▶ Your objective
Answer these questions from the passage below about a saved email draft.
(a) Where did the writer save the draft of the email?
(b) In what city was the convention held?
(c) What were the delegates laying out before they left?

▶ Text to read

So I saved the draft of the email in my drafts folder, as a memento...

Tell me. Should I have sent the email anyway?

Dear [X]press Editors:

First off, congrats to everyone who was involved during the semester(s) that both the Online and the Newspaper won awards for. I'm glad our hard work here is getting noticed at a national level.

I would be remiss in not mentioning that I feel completely disrespected (professionally) that I was not told about or invited to the convention in D.C. And though I was aware of the trip before the delegates left,I made no "stink" about it because they were hard at work laying out a 28-pager.I feel now is an appropriate time to voice my thoughts.

Me and my team of editors have worked hard all semester, as hard as the newspaper editorial team has. I've made an considerable effort in trying to involve myself in what's going on with the newspaper (coordinating with teasers for online features, collaborating with story packages, and just coming in to see how newspaper folks are doing).

▶ Record list
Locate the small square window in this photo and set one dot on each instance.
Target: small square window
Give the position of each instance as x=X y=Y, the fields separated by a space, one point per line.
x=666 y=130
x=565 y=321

▶ Reply to the task
(a) In the drafts folder, as a memento.
(b) D.C.
(c) A 28-pager.